The task – Nothing other than the lines from the one containing "like x=222 y=112." through the close of the entries below should be printed, each exactly.

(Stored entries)
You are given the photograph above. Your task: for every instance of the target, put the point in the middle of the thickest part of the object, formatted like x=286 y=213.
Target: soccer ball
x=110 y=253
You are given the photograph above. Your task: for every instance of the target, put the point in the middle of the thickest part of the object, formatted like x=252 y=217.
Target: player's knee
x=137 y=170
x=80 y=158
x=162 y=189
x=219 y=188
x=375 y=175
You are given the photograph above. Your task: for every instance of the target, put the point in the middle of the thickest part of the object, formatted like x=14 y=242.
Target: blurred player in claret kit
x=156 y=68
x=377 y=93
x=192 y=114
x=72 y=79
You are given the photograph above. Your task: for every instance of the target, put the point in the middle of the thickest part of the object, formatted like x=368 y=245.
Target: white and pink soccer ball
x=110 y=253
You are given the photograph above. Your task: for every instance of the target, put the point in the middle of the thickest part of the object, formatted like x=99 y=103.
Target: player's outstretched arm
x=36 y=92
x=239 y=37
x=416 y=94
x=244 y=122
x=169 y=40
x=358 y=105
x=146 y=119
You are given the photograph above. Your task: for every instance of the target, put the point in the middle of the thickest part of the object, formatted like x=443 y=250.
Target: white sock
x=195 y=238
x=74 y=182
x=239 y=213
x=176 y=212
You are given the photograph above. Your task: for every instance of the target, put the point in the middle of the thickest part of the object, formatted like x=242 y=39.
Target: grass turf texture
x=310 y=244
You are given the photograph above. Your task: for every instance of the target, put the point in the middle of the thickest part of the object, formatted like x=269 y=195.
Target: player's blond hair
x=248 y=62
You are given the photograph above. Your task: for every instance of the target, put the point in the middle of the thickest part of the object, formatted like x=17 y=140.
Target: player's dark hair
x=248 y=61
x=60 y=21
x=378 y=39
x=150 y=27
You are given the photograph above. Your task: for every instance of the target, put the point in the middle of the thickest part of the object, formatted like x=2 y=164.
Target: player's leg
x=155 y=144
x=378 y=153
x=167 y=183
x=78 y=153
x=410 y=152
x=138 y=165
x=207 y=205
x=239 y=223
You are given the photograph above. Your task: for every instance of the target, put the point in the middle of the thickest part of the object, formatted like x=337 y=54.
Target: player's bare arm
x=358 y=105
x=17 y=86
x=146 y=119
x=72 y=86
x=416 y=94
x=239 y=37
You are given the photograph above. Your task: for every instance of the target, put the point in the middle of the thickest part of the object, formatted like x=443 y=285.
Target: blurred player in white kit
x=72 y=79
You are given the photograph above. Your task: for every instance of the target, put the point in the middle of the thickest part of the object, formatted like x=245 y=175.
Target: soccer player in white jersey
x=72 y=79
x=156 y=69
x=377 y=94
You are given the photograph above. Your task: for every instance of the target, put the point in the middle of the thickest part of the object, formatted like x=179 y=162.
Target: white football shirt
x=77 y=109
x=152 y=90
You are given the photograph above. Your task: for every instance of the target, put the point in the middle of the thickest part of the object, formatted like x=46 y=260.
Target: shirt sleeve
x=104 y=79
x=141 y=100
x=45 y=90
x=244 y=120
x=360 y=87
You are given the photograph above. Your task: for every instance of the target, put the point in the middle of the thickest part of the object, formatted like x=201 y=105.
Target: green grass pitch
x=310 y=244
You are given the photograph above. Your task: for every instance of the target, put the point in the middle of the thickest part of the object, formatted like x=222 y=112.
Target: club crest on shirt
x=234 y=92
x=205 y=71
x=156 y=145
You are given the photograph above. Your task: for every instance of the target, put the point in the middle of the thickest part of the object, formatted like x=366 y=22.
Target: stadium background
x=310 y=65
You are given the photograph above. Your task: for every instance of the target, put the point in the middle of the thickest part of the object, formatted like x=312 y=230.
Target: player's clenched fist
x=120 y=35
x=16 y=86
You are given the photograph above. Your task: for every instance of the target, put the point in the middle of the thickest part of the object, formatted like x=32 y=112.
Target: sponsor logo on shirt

Expected output –
You are given the photograph above. Your task: for every instance of the target, put the point in the middle of the thickest part of the object, formatted like x=222 y=112.
Target: club crest on shirt
x=234 y=92
x=205 y=71
x=156 y=145
You are given the photograph above. Your task: for every instance of the target, put the point in the middle of the thickest part of the object, formatted like x=366 y=22.
Target: stadium background
x=310 y=65
You are given the photograph above. Your task: for every instance of the target, put the point in the middle of the thickest part of the object, formatted like x=312 y=230.
Target: player's clenched fist
x=120 y=35
x=16 y=86
You are given the photograph above. Your task: for every instance of the target, put the point in the middle of the thickest part of the object, formatted like x=32 y=112.
Target: sponsor logo on shirt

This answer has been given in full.